YOUR ASSIGNMENT
Search the entries below for the string "glossy" and copy the lines that hold it.

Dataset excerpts
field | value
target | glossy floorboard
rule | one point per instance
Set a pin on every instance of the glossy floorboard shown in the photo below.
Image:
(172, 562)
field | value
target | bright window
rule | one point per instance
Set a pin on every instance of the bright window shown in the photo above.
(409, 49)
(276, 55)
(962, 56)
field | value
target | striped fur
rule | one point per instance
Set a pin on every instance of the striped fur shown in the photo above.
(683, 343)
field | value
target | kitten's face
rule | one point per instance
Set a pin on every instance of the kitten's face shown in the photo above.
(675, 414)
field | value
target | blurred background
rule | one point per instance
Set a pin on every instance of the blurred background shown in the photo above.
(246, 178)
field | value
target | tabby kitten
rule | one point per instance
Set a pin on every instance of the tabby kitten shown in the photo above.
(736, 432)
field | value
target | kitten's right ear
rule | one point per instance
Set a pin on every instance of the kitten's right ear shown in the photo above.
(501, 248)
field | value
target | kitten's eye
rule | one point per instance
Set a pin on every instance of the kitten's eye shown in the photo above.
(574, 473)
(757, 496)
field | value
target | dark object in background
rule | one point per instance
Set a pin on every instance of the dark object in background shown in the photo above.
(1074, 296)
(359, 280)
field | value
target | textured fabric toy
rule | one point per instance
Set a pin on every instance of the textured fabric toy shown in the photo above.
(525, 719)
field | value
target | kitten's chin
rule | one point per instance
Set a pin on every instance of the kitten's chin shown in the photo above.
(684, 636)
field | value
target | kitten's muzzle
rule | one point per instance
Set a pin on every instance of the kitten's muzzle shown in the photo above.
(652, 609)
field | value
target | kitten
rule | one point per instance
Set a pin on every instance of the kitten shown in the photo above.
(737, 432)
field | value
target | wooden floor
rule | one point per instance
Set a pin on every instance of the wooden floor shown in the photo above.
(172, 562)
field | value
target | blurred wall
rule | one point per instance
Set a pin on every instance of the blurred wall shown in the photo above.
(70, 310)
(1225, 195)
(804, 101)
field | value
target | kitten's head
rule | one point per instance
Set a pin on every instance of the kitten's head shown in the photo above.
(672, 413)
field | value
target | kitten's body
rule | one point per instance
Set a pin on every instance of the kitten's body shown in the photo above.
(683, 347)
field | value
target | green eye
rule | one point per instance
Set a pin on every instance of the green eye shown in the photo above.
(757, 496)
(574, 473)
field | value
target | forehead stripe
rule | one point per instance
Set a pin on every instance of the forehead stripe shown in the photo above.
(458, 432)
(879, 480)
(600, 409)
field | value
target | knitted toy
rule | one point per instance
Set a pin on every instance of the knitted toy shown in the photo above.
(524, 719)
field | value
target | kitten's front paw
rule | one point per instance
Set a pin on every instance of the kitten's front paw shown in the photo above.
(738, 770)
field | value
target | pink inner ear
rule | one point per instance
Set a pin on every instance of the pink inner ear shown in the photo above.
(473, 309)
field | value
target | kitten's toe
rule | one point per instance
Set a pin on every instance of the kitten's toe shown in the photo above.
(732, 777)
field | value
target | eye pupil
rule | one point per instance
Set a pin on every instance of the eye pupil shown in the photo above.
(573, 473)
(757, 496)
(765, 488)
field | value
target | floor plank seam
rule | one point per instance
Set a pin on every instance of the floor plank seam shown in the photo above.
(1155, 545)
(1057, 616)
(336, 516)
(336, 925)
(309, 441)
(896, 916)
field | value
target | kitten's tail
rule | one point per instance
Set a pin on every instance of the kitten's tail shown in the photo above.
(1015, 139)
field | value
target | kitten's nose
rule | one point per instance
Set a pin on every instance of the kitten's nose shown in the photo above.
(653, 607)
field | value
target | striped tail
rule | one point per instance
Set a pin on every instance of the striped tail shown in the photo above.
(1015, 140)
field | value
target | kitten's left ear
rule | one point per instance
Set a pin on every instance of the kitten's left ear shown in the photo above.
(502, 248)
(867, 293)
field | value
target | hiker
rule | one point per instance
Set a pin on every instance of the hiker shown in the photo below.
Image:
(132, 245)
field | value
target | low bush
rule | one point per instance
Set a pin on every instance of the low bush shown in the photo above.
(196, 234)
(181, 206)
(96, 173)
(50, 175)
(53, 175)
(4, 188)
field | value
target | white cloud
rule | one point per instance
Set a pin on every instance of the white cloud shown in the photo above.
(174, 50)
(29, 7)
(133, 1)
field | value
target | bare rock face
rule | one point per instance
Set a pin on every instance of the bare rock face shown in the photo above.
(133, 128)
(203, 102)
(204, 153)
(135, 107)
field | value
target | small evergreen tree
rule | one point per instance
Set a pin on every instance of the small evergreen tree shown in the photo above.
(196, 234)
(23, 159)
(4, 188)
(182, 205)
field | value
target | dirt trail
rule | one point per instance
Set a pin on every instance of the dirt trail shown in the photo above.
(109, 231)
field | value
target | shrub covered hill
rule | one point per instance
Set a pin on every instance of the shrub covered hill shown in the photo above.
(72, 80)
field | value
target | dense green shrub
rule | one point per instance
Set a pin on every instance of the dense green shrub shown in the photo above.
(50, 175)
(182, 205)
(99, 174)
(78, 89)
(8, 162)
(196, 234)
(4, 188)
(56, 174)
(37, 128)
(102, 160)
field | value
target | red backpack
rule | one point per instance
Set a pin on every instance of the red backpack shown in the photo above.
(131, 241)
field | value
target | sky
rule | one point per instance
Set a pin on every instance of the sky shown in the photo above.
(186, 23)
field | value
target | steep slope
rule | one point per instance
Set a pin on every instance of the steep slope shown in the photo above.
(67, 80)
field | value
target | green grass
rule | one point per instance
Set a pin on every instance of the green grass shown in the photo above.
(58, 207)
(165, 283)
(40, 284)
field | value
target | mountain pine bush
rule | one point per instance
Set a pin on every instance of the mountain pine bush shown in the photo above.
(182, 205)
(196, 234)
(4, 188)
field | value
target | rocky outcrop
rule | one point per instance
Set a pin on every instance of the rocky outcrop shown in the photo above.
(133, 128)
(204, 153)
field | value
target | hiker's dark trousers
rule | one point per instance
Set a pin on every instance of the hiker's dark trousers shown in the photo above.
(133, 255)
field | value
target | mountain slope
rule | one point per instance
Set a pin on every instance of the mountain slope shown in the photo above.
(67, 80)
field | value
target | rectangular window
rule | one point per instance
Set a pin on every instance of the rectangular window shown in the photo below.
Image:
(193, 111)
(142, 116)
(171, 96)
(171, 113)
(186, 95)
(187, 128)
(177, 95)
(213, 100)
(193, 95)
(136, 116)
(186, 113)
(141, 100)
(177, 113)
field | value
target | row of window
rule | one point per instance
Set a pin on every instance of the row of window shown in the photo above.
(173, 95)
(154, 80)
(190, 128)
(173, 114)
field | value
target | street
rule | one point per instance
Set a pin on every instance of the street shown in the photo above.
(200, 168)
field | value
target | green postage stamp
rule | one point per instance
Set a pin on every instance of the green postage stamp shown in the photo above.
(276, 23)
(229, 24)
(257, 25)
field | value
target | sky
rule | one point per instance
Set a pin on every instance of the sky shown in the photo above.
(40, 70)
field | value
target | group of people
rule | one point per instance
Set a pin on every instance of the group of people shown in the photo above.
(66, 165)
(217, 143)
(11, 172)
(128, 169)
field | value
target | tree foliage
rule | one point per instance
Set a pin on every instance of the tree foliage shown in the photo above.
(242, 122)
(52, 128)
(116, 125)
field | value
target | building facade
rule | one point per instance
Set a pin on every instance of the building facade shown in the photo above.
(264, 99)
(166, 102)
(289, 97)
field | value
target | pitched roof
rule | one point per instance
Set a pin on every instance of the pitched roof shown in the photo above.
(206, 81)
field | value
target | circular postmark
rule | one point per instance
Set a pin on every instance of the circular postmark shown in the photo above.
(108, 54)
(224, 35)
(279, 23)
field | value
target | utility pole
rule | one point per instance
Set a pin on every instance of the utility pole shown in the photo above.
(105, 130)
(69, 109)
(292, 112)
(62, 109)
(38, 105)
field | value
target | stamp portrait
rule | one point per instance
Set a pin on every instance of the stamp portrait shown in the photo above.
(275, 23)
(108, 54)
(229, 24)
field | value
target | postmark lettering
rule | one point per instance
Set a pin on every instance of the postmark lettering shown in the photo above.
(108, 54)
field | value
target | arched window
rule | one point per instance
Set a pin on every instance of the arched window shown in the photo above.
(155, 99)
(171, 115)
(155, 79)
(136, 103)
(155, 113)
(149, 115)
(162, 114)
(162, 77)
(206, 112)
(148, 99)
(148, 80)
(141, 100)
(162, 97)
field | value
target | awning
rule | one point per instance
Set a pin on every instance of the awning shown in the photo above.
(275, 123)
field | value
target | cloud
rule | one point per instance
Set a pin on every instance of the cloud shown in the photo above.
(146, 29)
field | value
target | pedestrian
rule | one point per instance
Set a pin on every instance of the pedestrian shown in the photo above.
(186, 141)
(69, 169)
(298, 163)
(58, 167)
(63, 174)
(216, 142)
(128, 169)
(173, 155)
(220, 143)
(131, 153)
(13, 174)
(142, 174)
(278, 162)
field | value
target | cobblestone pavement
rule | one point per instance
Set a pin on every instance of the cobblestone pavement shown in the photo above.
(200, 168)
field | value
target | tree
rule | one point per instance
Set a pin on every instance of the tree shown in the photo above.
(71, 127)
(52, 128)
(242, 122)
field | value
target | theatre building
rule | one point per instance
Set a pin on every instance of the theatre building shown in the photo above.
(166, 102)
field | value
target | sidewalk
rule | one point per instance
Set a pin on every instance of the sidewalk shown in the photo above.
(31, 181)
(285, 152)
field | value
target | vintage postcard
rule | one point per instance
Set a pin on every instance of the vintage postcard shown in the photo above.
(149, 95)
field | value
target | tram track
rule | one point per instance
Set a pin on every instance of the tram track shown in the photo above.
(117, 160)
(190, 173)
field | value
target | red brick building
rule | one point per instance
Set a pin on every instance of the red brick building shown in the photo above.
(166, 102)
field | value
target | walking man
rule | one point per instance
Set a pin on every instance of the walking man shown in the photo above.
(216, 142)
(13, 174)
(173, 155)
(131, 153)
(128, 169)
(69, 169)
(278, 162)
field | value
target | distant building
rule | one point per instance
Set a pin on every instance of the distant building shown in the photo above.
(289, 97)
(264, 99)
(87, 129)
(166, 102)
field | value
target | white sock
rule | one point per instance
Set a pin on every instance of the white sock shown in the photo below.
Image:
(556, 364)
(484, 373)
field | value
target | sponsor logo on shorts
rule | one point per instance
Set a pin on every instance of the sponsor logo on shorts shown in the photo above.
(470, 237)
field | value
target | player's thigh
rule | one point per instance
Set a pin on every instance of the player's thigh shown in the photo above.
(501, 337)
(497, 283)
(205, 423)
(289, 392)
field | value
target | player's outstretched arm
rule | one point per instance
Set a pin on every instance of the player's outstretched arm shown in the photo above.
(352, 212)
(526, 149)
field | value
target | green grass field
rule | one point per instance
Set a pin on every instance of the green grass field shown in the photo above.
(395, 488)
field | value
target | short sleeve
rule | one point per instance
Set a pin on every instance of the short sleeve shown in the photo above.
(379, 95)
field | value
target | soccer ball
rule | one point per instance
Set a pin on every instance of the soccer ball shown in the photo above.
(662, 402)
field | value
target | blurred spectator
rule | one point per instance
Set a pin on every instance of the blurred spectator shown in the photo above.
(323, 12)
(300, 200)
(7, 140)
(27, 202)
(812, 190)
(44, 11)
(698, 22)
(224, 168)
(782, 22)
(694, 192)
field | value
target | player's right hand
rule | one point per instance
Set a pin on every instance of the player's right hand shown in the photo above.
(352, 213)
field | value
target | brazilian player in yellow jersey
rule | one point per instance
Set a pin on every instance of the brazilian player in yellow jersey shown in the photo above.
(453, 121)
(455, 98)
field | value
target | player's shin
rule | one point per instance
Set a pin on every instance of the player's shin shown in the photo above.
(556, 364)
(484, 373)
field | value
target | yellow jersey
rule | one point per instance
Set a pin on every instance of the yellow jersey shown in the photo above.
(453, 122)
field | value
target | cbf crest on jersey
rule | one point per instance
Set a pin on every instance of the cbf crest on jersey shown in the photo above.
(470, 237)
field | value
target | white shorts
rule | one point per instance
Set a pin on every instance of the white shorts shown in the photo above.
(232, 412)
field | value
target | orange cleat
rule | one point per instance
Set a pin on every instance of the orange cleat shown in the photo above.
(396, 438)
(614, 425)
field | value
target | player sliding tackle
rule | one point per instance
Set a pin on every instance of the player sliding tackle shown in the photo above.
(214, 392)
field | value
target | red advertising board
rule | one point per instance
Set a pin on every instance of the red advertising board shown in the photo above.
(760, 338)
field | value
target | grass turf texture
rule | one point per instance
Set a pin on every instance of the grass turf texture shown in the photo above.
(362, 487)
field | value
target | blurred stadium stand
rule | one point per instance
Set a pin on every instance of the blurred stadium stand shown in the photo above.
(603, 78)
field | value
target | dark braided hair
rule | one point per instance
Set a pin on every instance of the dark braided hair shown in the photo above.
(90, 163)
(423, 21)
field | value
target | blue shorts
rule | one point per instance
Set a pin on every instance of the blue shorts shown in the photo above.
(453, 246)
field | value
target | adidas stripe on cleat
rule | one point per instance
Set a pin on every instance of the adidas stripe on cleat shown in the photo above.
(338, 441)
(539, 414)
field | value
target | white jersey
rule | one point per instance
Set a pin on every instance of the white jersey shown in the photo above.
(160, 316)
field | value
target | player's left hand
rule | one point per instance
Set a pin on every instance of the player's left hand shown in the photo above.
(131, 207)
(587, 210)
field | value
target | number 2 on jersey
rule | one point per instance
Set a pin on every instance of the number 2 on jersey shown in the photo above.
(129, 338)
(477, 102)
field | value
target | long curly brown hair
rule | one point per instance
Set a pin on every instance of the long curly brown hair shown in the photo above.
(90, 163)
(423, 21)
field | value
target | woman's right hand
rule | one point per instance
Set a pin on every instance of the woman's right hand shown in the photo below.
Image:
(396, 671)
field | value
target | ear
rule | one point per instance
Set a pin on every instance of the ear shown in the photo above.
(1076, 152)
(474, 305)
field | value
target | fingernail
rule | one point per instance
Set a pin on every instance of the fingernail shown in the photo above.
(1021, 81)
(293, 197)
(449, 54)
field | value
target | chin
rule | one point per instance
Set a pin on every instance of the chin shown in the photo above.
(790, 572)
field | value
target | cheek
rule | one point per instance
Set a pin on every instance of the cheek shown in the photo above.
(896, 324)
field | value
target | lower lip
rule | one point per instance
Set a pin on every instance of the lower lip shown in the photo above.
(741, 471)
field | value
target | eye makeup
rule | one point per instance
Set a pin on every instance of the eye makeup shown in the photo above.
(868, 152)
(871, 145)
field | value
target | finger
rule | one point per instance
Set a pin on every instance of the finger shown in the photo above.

WRITTEN SOLUTION
target | glossy floorboard
Set a pin on every instance of the glossy floorboard shown in the photo below.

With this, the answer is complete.